§ **O que fazer**: No excerto sobre a greve no hospital, diga, por favor, quem está a fazer os partos na maternidade.

§ **Excerto**:
Explicou que alguns enfermeiros chegaram ao hospital, mas, no primeiro dia da greve, ficaram sentados à espera de hora de sair para casa.
Os estudantes (estagiários), sem a assistência de um enfermeiro capacitado, estão a recorrer a formulários de medicamentos para prescrever fármacos ao doente.
“Essa é a única alternativa que encontramos. Normalmente, só no Banco de Socorro, ficam oito ou dez profissionais, incluindo o chefe do serviço e médicos. Sem contar com os estagiários. Mas, nesses dois dias, éramos apenas cinco estagiários e um médico. Sem enfermeiros nem agentes de serviço”, afirmou.
Contou que “recebemos um paciente em estado grave e quando levamos a cama perdeu a vida.”
“Ficou mais de duas horas sem ser coberto porque não tínhamos lençol, nem servente para cuidar do cadáver. Eu mesma e um colega tivemos de procurar um lençol e fazer a múmia. O hospital está sujo. Precisamos encontrar uma solução o mais breve possível e fazer com que todos os profissionais regressem aos seus locais de trabalho”, disse.
O mesmo problema verifica-se em algumas enfermarias por onde a AIM teve acesso.
Na enfermaria de cirurgia, os pacientes não fazem penso há dois dias. A administração de medicamentos aos doentes está sendo feita por estudantes, na sua maioria de enfermagem geral.
Há casos em que o paciente está em estado grave, necessitando de assistência na sala de cuidados intensivos. A ausência de enfermeiros faz com que estes pacientes fiquem expostos ao perigo de vida.
Os quartos das enfermarias apresentam-se sujos. Pacientes com fraturas profundas e com problema de locomoção permanecem nas camas à espera de um dos familiares para ajudar na higiene ou mesmo outras necessidades.
Na maternidade, os partos estão a ser feitos por estudantes e outro pessoal de apoio. As parteiras não se fazem ao trabalho. Os casos de parto por cesariana estão a ser assegurados por médicos estrangeiros.
O médico chefe Provincial de Manica, Flávio Roque, abandonou o seu gabinete de trabalho para juntar-se às equipas que estão a garantir serviços mínimos naquela que é a maior unidade sanitária da província de Manica.

§ **Dados fornecidos**:
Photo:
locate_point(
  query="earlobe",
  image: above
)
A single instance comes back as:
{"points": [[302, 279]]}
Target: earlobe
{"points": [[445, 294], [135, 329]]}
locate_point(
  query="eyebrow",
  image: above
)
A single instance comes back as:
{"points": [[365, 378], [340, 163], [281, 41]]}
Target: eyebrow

§ **Resultado abaixo**: Estudantes e outro pessoal de apoio.